## Directions
1. Answer these questions from the patch reply:
(a) Besides CMD6, which commands does the issue also affect?
(b) What is the title of the newly submitted patch?
(c) How many insertions and deletions does the change to the file make?
2. Copy the patch reply between "I had submitted" and "insertions(+), 26 deletions(-)", inclusive.

## Quoted text
——

The issue we met is not only just for CMD6, but also for other R1B CMD.
Your new changes does not cover all of these cases.
We would like to make error handle in the core layer to deal with these
issues.

I had submitted a new path ([PATCH v2] Fix CMD6 timeout issue) to you,
please help to review it.
Thanks.


> >
> > Signed-off-by: Yong Mao <yong.mao@mediatek.com>
> > Signed-off-by: Chaotian Jing <chaotian.jing@mediatek.com>
> > ---
> >  drivers/mmc/host/mtk-sd.c |   77 ++++++++++++++++++++++++++++++---------------
> >  1 file changed, 51 insertions(+), 26 deletions(-)

——

[Stored items from a collection]
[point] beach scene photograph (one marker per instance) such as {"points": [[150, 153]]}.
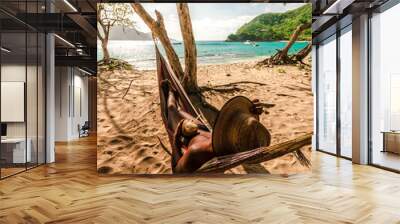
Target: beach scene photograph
{"points": [[204, 88]]}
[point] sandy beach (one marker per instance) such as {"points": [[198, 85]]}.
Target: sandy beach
{"points": [[129, 119]]}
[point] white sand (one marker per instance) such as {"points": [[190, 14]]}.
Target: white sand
{"points": [[128, 126]]}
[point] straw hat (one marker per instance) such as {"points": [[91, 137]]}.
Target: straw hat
{"points": [[238, 129]]}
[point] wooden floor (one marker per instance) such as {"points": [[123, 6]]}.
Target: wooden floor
{"points": [[70, 191]]}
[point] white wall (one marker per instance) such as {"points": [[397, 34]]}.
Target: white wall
{"points": [[70, 83]]}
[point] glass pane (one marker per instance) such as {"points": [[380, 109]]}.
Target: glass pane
{"points": [[31, 98], [327, 95], [41, 99], [13, 86], [385, 83], [346, 93]]}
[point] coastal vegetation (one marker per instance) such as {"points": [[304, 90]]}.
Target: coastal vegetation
{"points": [[108, 16], [275, 26]]}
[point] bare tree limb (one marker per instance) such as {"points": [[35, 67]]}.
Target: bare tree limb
{"points": [[189, 80], [222, 163], [158, 30]]}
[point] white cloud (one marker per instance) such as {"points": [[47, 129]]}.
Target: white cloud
{"points": [[280, 7], [211, 21], [209, 29]]}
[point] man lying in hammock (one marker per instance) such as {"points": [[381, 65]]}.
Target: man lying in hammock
{"points": [[237, 128]]}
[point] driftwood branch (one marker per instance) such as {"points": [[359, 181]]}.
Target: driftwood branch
{"points": [[222, 163], [189, 80], [282, 57]]}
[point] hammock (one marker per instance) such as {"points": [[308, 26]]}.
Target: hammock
{"points": [[222, 163]]}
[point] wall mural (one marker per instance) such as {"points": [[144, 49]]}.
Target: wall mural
{"points": [[204, 88]]}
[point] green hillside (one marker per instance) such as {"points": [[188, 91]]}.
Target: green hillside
{"points": [[274, 26]]}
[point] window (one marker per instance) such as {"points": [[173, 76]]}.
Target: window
{"points": [[327, 95], [346, 75], [385, 89]]}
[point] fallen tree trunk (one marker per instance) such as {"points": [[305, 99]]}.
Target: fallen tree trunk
{"points": [[222, 163], [189, 80], [282, 57], [158, 30]]}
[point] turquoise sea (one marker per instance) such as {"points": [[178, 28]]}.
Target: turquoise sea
{"points": [[141, 53]]}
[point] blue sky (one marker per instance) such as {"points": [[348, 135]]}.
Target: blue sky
{"points": [[211, 21]]}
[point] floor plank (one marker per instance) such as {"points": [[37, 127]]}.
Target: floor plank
{"points": [[71, 191]]}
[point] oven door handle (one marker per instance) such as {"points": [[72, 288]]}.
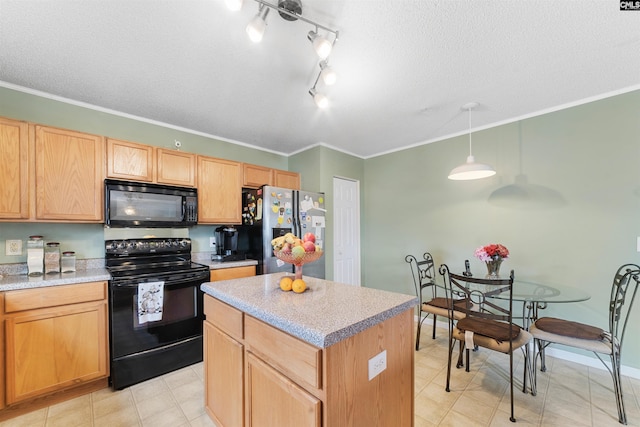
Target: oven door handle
{"points": [[170, 283]]}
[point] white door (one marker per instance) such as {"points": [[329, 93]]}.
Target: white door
{"points": [[346, 231]]}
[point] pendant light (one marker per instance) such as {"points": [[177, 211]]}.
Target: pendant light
{"points": [[471, 170]]}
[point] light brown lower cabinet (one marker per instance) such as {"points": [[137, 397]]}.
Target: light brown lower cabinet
{"points": [[275, 400], [232, 273], [258, 375], [55, 339]]}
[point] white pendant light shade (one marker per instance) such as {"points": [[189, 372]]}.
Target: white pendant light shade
{"points": [[234, 5], [255, 28], [471, 170], [321, 45]]}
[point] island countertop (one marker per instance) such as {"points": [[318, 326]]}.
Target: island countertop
{"points": [[326, 313]]}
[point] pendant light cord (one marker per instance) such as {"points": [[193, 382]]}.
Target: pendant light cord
{"points": [[470, 152]]}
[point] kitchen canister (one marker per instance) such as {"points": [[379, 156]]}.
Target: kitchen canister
{"points": [[52, 258], [68, 262], [35, 255]]}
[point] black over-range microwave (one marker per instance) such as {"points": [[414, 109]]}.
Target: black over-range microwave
{"points": [[139, 204]]}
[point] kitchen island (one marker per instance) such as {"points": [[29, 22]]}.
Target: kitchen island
{"points": [[335, 355]]}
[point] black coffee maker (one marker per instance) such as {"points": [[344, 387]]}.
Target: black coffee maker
{"points": [[227, 244]]}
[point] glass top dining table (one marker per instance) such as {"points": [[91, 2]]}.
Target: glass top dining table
{"points": [[536, 296]]}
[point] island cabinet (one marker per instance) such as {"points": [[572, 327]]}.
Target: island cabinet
{"points": [[14, 169], [69, 175], [232, 273], [219, 191], [55, 340], [257, 374], [139, 162]]}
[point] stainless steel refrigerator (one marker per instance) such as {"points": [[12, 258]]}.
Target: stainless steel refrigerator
{"points": [[270, 212]]}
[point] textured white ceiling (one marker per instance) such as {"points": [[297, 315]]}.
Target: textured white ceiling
{"points": [[405, 67]]}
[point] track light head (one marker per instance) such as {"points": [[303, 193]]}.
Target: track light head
{"points": [[327, 73], [320, 44], [292, 6], [255, 28], [319, 98]]}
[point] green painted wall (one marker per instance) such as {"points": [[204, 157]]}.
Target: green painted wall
{"points": [[565, 201], [88, 240]]}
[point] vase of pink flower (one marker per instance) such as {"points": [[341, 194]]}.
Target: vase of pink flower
{"points": [[492, 255]]}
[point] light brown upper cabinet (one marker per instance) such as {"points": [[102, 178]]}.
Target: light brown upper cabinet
{"points": [[176, 167], [14, 169], [286, 179], [140, 162], [69, 175], [219, 191], [129, 160], [255, 176]]}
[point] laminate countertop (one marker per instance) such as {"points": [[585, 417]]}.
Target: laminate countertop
{"points": [[23, 281], [326, 313]]}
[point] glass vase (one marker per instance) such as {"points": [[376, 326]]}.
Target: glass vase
{"points": [[493, 269]]}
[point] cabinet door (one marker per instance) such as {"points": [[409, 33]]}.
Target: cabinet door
{"points": [[176, 167], [224, 379], [286, 179], [256, 176], [219, 191], [274, 400], [14, 169], [129, 160], [232, 273], [51, 349], [69, 175]]}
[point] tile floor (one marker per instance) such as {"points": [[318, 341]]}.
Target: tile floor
{"points": [[569, 394]]}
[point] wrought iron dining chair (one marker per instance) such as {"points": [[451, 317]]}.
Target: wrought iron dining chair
{"points": [[487, 323], [549, 330], [424, 278]]}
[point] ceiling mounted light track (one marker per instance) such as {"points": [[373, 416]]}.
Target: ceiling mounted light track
{"points": [[291, 10], [471, 170]]}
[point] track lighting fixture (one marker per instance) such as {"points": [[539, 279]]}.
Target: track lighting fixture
{"points": [[291, 10], [321, 45], [255, 28], [319, 98], [329, 76], [471, 169]]}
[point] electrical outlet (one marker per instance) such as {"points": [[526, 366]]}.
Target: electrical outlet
{"points": [[377, 364], [13, 247]]}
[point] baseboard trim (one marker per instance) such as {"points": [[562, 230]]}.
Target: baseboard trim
{"points": [[581, 359]]}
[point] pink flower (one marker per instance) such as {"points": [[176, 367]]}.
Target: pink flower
{"points": [[492, 252]]}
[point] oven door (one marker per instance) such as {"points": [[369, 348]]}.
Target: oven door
{"points": [[181, 316]]}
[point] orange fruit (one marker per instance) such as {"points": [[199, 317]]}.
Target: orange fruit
{"points": [[298, 286], [286, 283]]}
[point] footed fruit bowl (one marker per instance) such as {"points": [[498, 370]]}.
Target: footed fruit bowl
{"points": [[298, 260]]}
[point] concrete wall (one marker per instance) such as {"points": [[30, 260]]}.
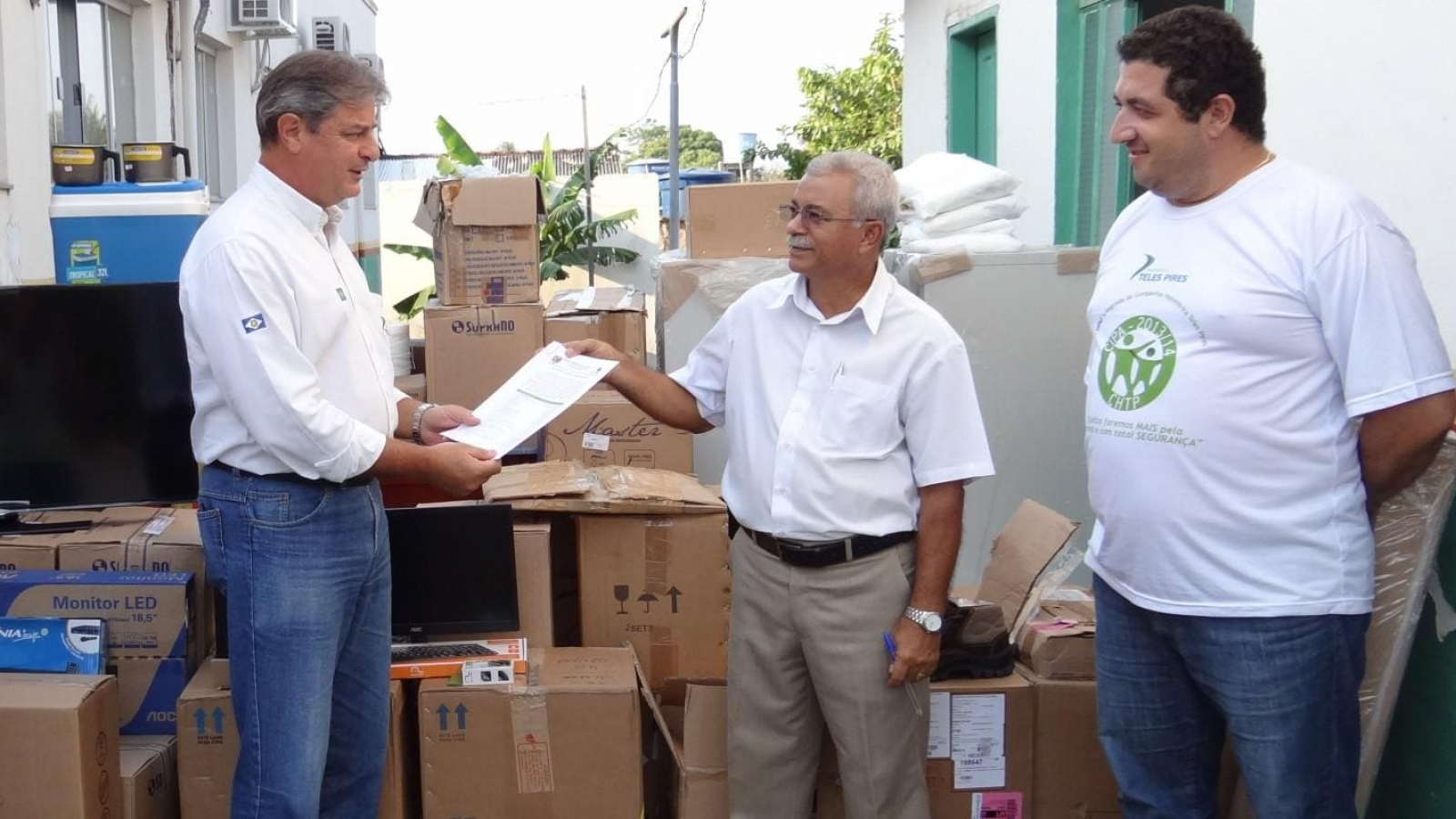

——

## The results
1.
(a) Other R1B commands (other R1B CMD).
(b) [PATCH v2] Fix CMD6 timeout issue
(c) 51 insertions and 26 deletions.

2.
I had submitted a new path ([PATCH v2] Fix CMD6 timeout issue) to you,
please help to review it.
Thanks.


> >
> > Signed-off-by: Yong Mao <yong.mao@mediatek.com>
> > Signed-off-by: Chaotian Jing <chaotian.jing@mediatek.com>
> > ---
> >  drivers/mmc/host/mtk-sd.c |   77 ++++++++++++++++++++++++++++++---------------
> >  1 file changed, 51 insertions(+), 26 deletions(-)